# Short problem
Reproduce each record exactly.

# Data for this task
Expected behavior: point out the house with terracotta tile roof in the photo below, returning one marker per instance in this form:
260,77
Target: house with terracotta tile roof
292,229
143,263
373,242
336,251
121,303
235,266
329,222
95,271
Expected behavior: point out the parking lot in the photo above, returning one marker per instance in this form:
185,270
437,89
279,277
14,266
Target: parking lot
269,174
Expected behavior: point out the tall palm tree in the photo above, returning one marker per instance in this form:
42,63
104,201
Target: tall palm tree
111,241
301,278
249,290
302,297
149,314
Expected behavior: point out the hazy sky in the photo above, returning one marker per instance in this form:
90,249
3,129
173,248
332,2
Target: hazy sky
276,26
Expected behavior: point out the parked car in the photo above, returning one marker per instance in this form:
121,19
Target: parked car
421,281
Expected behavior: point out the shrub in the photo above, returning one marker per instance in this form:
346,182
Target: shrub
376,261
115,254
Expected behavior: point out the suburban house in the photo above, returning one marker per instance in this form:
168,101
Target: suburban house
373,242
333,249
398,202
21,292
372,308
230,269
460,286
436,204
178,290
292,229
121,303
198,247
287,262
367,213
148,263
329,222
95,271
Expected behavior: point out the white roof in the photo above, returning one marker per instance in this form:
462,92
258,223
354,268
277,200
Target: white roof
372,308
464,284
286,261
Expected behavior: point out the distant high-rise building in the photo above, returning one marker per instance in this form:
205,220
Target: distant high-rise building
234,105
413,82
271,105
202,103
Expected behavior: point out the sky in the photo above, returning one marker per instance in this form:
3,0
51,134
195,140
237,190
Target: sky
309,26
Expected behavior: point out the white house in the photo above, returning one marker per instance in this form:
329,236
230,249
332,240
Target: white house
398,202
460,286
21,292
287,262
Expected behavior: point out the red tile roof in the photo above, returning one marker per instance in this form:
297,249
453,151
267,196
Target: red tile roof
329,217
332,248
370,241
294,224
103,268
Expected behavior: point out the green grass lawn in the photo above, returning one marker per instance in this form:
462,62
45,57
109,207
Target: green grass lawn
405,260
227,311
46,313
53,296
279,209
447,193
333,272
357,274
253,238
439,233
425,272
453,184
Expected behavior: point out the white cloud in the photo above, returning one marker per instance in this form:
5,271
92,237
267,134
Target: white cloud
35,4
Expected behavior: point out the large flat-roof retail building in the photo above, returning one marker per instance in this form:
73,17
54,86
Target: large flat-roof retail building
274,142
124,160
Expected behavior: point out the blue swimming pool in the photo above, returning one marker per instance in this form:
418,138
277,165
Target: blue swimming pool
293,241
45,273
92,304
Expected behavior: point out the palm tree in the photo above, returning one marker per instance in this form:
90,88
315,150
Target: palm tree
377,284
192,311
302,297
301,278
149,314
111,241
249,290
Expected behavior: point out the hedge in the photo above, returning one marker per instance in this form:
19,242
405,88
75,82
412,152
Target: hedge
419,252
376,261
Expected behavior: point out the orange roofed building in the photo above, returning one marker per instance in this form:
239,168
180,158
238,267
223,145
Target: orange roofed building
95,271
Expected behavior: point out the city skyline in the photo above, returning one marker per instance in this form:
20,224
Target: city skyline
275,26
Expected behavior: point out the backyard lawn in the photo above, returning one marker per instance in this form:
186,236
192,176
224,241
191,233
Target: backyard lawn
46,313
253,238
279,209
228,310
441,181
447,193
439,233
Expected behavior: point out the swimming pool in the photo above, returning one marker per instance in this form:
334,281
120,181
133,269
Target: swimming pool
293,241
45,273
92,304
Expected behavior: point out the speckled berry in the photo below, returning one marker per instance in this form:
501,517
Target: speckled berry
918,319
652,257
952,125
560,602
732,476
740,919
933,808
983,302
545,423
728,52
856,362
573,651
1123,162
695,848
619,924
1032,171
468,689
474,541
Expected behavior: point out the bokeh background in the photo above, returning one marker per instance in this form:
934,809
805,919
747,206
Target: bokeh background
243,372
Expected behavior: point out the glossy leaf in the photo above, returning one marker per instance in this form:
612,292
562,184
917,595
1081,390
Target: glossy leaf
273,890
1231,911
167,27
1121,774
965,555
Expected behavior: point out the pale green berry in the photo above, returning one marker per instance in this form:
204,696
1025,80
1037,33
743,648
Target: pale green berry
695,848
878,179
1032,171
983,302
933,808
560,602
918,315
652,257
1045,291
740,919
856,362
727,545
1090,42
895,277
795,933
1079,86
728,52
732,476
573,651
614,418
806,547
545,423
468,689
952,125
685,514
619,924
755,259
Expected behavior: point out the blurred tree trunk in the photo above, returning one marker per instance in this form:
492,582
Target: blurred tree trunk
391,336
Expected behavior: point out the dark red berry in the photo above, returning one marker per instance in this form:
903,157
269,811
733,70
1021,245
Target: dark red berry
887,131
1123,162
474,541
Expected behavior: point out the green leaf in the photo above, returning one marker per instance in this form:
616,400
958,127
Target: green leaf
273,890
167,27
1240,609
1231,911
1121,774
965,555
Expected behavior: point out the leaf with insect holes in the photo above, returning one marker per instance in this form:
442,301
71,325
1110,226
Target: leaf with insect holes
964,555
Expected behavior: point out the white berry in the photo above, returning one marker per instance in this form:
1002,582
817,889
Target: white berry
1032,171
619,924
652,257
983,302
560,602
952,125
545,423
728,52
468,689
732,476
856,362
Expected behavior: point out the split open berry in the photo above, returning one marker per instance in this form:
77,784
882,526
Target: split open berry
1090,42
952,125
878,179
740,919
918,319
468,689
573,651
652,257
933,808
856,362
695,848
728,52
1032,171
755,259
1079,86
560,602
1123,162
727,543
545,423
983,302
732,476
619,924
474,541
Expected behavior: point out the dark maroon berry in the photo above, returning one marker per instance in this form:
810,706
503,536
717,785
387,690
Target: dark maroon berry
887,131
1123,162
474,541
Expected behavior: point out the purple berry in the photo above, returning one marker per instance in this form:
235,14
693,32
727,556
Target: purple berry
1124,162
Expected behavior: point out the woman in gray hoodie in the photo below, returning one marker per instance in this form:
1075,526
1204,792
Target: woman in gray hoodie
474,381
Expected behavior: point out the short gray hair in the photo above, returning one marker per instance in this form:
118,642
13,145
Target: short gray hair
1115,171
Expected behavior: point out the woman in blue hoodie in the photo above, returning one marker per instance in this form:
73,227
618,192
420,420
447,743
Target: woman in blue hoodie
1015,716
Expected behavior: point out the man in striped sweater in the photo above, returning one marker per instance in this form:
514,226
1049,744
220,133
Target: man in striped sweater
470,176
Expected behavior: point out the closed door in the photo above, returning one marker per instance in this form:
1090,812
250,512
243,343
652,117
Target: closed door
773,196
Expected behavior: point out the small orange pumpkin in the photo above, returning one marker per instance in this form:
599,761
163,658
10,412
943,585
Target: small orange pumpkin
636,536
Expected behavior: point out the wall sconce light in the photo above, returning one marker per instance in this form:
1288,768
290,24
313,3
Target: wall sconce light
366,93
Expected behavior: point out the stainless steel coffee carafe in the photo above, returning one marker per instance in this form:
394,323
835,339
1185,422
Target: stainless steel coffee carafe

# Complete answer
Expected behavior: point out the house with terracotta tile roof in the photo below, returning one marker per instance in this form:
260,77
Target: house with terracotta tile roof
292,229
143,263
373,242
336,251
121,303
235,266
329,222
95,271
Expected behavior: point out the parking lot in the photo above, returning one marker per instance in this form:
185,270
437,89
279,277
14,266
Target: parking lot
269,174
Expected behavior: point out the tall palm tree in the photo above, returning one marker per instance in this form:
42,63
104,201
Target: tall palm tree
111,241
301,278
249,290
302,297
149,314
Expected behavior: point out the hazy sky in the photo above, returning one marker per instance in this form:
90,249
3,129
173,248
332,2
Target: hazy sky
276,26
Expected behavior: point out the parked car in the photo above, returning one marker per instance in this form:
121,19
Target: parked car
421,281
Expected behavior: point out the shrub in the photo above, returning one marker per instance in this form:
346,182
Target: shrub
376,261
115,254
Expected behavior: point out the suburban house in the photo above, returning one marker per instance in this form:
168,101
Target: suburban house
373,242
333,249
398,202
21,292
372,308
230,269
460,286
436,204
178,290
292,229
121,303
198,247
287,262
367,213
148,263
329,222
95,271
Expected behavior: point out the white roof in the photo above, returning one marker per instance in this form:
462,92
258,223
354,268
277,200
Target: white roof
372,308
464,284
286,261
Expected behavior: point out the distant high-rise building in the photo above, returning one marker per instance in this form:
205,220
Target: distant high-rise building
234,105
413,82
271,105
202,103
Expected behavior: point out the sky in the photo above, returning one marker per instance in this form:
3,0
51,134
195,140
237,190
Target: sky
309,26
Expected behavior: point out the white house in the photo above, returning one marker per instance in this form:
329,236
230,249
332,240
Target: white house
398,202
460,286
21,292
287,262
Expected behavior: point out the red tile roof in the photo above, returning one marker per instance in this form:
297,249
453,151
267,196
Target: red tile roof
329,217
332,248
370,241
294,224
103,268
Expected behavior: point out the green grass lawn in the photo above, returning one marker per instance in this form:
462,62
45,57
109,207
Target: green grass lawn
405,260
227,311
46,313
53,296
279,209
447,193
333,272
357,274
253,238
439,233
425,272
453,184
Expected behavior: point out the white cloud in the photo above, returning one marker per instance in this form:
5,271
92,237
267,134
Target: white cloud
35,4
Expected behavior: point out the large flat-roof retail building in the photo above, returning one marker per instance in this form:
73,17
54,86
Target: large flat-roof retail building
274,142
124,160
Expected behavior: point out the blue swimming pool in the photo above, returning one marker per instance in this form:
418,138
277,165
Target: blue swimming pool
293,241
45,273
92,304
Expected behavior: point out the palm tree in the photo above, returning one marker per instance in this form:
90,88
315,150
Target: palm tree
377,284
192,311
302,297
301,278
149,314
111,241
249,290
Expected behavior: point out the hedge in the photo above, returning one marker per instance in this form:
19,242
405,88
75,82
412,152
Target: hedge
419,252
376,261
Expected behavior: point out the orange roofed building in the photo above, returning one marker per instance in this form:
239,168
180,158
238,267
223,145
Target: orange roofed building
95,271
Expected behavior: point out the city skyline in the photo above, returning one marker per instance in this form:
20,224
Target: city skyline
275,26
Expected behavior: point out the backyard lawn in the photo above, returning one marker per instance in this form:
186,236
192,176
224,241
191,233
Target: backyard lawn
46,313
253,238
279,209
228,310
441,181
447,193
439,233
Expected behavior: point out the swimming pool in the photo above, returning one marker per instance in this form:
334,281
120,181
133,269
Target: swimming pool
293,241
45,273
92,304
Expected behavior: point out the speckled berry in the photo below, returning one marker per instance in this form:
501,517
Target: speckled berry
918,319
652,257
952,125
560,602
732,476
740,919
933,808
983,302
545,423
728,52
856,362
573,651
1123,162
695,848
619,924
1032,171
468,689
474,541
Expected behavior: point out the bokeh background in the photo above, returning one marker per instance in this form:
934,809
805,919
747,206
Target: bokeh background
243,372
Expected behavior: point out the glossy leaf in the photo above, returning one marker per instance in this form:
612,292
562,184
917,595
1081,390
Target: glossy leaf
273,890
1231,911
167,27
1121,774
965,555
Expected behavior: point out the pale green berry in the photo above, returning one marker per instance in this form:
204,696
1025,80
1037,33
743,648
Target: pale green berry
695,848
878,179
1032,171
983,302
933,808
560,602
918,315
652,257
1045,291
740,919
856,362
727,545
1090,42
895,277
795,933
1079,86
728,52
732,476
573,651
614,418
806,547
545,423
468,689
952,125
685,514
619,924
755,259
Expected behavior: point out the blurred tree trunk in the photo above, returning one marker per instance in this form:
492,582
Target: blurred tree trunk
391,336
Expected behavior: point out the dark red berry in the photo above, returning one marker per instance in this form:
903,157
269,811
733,70
1021,245
Target: dark red berry
887,131
1123,162
474,541
Expected behavior: point out the green leaf in the photo above, returning one marker per instance in this form:
616,400
958,127
Target: green leaf
273,890
167,27
1240,609
1231,911
1121,774
965,555
Expected behavior: point out the leaf with insect holes in the photo above, returning one marker per instance in this form:
442,301
71,325
1110,226
Target: leaf with insect holes
964,555
Expected behavior: point out the white berry in the photo above, returning one marker per instance in this form:
1002,582
817,889
Target: white berry
1032,171
619,924
652,257
983,302
560,602
952,125
545,423
728,52
468,689
732,476
856,362
Expected behavior: point out the split open berry in the photo above, returning one marker per instance in this form:
77,784
882,526
Target: split open berry
1090,42
952,125
878,179
740,919
918,319
468,689
573,651
652,257
933,808
856,362
695,848
728,52
1032,171
755,259
1079,86
560,602
1123,162
727,543
545,423
983,302
732,476
619,924
474,541
Expected behavior: point out the dark maroon berry in the photo above, returning one marker per instance in this form:
810,706
503,536
717,785
387,690
Target: dark maroon berry
887,131
1123,162
474,541
Expected behavior: point out the purple berry in the photo above, returning one marker per instance in this form:
235,14
693,32
727,556
Target: purple berry
1124,162
Expected behavior: point out the woman in gray hoodie in the photo below, returning one marker per instance in this form:
1075,526
1204,792
Target: woman in gray hoodie
474,381
Expected behavior: point out the short gray hair in the photo above, returning one marker per instance in this form:
118,642
13,145
Target: short gray hair
1115,171
Expected behavior: point out the woman in blue hoodie in the photo above, returning one marker per instance in this form:
73,227
618,192
420,420
447,743
Target: woman in blue hoodie
1015,716
Expected behavior: point out the man in striped sweater in the photo above, returning one marker per instance in this form:
514,226
1049,744
220,133
Target: man in striped sweater
470,176
Expected behavior: point out the closed door in the photo above, returning one marker per instance in this form:
1090,812
250,512
243,343
652,117
Target: closed door
773,196
Expected behavior: point out the small orange pumpkin in the photo above, returning one marker per instance in this form:
599,761
163,658
10,412
943,585
Target: small orange pumpkin
636,536
Expected behavior: point out the wall sconce light in the photo above, returning one marker per instance in this form:
1288,768
290,24
313,3
Target: wall sconce light
366,93
Expected behavior: point out the stainless steel coffee carafe in the photo above, returning one marker per instance in this form:
394,323
835,339
1185,422
Target: stainless steel coffee carafe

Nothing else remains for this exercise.